What to produce:
Print the listing in full, exactly as it stands.

Task data:
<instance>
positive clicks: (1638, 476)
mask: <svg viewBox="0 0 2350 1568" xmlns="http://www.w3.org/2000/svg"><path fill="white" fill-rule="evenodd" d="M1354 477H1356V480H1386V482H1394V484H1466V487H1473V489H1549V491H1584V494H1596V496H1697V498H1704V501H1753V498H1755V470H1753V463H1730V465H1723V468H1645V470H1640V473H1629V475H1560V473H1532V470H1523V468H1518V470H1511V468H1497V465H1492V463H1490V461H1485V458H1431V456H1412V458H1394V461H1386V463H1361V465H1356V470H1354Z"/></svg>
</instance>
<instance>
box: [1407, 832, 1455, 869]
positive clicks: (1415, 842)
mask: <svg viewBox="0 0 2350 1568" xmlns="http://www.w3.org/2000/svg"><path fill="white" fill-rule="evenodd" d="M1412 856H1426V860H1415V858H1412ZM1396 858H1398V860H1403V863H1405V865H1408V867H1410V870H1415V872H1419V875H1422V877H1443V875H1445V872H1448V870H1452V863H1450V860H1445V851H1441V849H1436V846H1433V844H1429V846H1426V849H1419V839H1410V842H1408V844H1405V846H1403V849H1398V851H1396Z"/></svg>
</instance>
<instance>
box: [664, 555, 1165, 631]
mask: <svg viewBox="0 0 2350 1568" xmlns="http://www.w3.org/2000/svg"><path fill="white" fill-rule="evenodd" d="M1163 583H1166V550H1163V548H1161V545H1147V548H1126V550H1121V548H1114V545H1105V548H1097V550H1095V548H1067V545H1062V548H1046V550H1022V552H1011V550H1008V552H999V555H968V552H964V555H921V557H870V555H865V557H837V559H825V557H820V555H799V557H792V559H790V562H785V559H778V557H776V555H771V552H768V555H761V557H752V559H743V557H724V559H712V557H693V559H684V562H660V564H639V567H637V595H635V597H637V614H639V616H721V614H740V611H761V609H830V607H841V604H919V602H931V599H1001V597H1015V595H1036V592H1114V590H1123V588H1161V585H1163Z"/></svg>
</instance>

Answer to this task:
<instance>
positive clicks: (1638, 476)
mask: <svg viewBox="0 0 2350 1568" xmlns="http://www.w3.org/2000/svg"><path fill="white" fill-rule="evenodd" d="M1354 477H1356V480H1386V482H1394V484H1466V487H1473V489H1549V491H1584V494H1596V496H1697V498H1704V501H1753V498H1755V470H1753V463H1730V465H1723V468H1645V470H1640V473H1629V475H1560V473H1532V470H1523V468H1518V470H1511V468H1497V465H1492V463H1490V461H1485V458H1431V456H1412V458H1394V461H1386V463H1361V465H1356V470H1354Z"/></svg>
</instance>
<instance>
box: [1407, 832, 1455, 869]
positive clicks: (1415, 842)
mask: <svg viewBox="0 0 2350 1568" xmlns="http://www.w3.org/2000/svg"><path fill="white" fill-rule="evenodd" d="M1412 856H1426V860H1415V858H1412ZM1396 858H1398V860H1403V863H1405V865H1408V867H1410V870H1415V872H1419V875H1422V877H1443V875H1445V872H1448V870H1452V863H1450V860H1445V851H1441V849H1436V846H1433V844H1429V846H1426V849H1419V839H1410V842H1408V844H1405V846H1403V849H1398V851H1396Z"/></svg>
</instance>
<instance>
box: [664, 555, 1165, 631]
mask: <svg viewBox="0 0 2350 1568" xmlns="http://www.w3.org/2000/svg"><path fill="white" fill-rule="evenodd" d="M1163 583H1166V550H1163V548H1161V545H1147V548H1126V550H1121V548H1114V545H1105V548H1097V550H1095V548H1067V545H1062V548H1046V550H1022V552H1011V550H1008V552H999V555H968V552H964V555H921V557H870V555H865V557H837V559H825V557H820V555H799V557H792V559H790V562H785V559H778V557H776V555H771V552H768V555H761V557H752V559H743V557H724V559H712V557H693V559H684V562H660V564H639V567H637V595H635V597H637V614H639V616H721V614H740V611H761V609H830V607H841V604H919V602H931V599H1001V597H1015V595H1036V592H1114V590H1123V588H1161V585H1163Z"/></svg>
</instance>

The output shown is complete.